As the princes of Taron were members of the royal Bagratid house, this action embroiled Ahmad in a direct conflict with King Smbat I, who now requested of the Shaybanid emir to vacate Taron, in exchange for securing his nomination as the Caliph's representative governor in Armenia. Ahmad refused, and Smbat assembled a huge army (reportedly 60,000 or even 100,000 men according to medieval sources) to march against him. Smbat's campaign failed, however, due to the treachery of Gagik Apumrvan Artsruni, regent of Vaspurakan: Smbat's army relied on Gagik as their guide, and he led them deliberately along difficult roads over the mountains, so that when they arrived in Taron, the Armenian army was exhausted. With Gagik working to undermine the soldiers' morale, the royal army was almost destroyed in the following battle, and King Smbat himself barely managed to escape.

Ahmad died in 898, and was succeeded by his son, Muhammad, who ruled briefly until, in the next year, al-Mu'tadid put an end to Shaybanid power and placed Diyar Bakr under his direct administration. In Taron, power was taken over by a cousin of the murdered prince Gurgen, Grigor.

==Legacy==
As "rulers by usurpation" (ʿalā sabīl al-taghallub), Ahmad and his father are judged harshly by contemporary Muslim historians, but according to M. Canard, "in the disturbed period in which these Mesopotamian Arabs lived, they were no worse in their behaviour than the other soldiers of fortune of the Abbasid regime". Like all the Shayban, however, Isa and Ahmad too were esteemed for the quality of their Arabic poetry. The historian al-Mas'udi also wrote a detailed account of Ahmad's life in his Akhbar al-zaman, now lost.
⁂
ASSIGNED TASK A: Using the passage on Ahmad, decide whether each statement agrees with it: (i) Gagik Apumrvan Artsruni was regent of Vaspurakan; (ii) Ahmad was succeeded by his brother; (iii) al-Mas'udi's account of Ahmad's life survives today. For each, answer yes or no and quote the deciding words.
ASSIGNED TASK B: According to the passage on Ahmad, in what year did Ahmad die?
ASSIGNED TASK C: Reproduce the passage on Ahmad from "Ahmad died in" to "al-zaman, now lost.".

(Dataset entries)
⁂
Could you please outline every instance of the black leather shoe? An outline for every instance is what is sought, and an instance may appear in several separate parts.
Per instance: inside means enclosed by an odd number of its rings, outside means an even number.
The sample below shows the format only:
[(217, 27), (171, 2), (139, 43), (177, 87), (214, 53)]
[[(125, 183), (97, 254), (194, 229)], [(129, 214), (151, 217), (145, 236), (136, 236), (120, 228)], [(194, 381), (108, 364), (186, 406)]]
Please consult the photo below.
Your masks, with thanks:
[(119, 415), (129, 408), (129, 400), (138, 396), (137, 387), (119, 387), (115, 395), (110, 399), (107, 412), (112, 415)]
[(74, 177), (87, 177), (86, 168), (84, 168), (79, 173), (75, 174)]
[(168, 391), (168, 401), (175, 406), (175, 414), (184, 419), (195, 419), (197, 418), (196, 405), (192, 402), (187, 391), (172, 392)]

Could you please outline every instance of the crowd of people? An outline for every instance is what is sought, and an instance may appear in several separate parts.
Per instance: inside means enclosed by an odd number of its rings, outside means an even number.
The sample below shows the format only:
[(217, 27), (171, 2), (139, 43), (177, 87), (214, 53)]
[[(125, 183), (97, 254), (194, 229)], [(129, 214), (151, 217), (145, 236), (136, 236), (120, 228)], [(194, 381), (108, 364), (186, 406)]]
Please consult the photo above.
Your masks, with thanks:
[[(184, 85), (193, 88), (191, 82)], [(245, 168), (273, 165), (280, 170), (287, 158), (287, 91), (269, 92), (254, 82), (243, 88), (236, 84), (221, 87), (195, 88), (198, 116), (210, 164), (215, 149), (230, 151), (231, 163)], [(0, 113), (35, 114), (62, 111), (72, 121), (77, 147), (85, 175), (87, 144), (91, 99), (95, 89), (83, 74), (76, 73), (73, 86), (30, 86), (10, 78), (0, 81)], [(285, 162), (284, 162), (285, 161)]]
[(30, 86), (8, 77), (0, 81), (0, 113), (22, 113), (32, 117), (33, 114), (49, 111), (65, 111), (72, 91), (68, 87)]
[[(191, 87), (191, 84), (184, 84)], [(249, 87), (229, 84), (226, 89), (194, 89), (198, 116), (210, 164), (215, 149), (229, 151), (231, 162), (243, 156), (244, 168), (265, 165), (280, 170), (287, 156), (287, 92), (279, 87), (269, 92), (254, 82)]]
⁂
RESPONSE A:
(i) Yes: "Gagik Apumrvan Artsruni, regent of Vaspurakan"
(ii) No: "was succeeded by his son, Muhammad"
(iii) No: "in his Akhbar al-zaman, now lost"

RESPONSE B: 898

RESPONSE C:
Ahmad died in 898, and was succeeded by his son, Muhammad, who ruled briefly until, in the next year, al-Mu'tadid put an end to Shaybanid power and placed Diyar Bakr under his direct administration. In Taron, power was taken over by a cousin of the murdered prince Gurgen, Grigor.

==Legacy==
As "rulers by usurpation" (ʿalā sabīl al-taghallub), Ahmad and his father are judged harshly by contemporary Muslim historians, but according to M. Canard, "in the disturbed period in which these Mesopotamian Arabs lived, they were no worse in their behaviour than the other soldiers of fortune of the Abbasid regime". Like all the Shayban, however, Isa and Ahmad too were esteemed for the quality of their Arabic poetry. The historian al-Mas'udi also wrote a detailed account of Ahmad's life in his Akhbar al-zaman, now lost.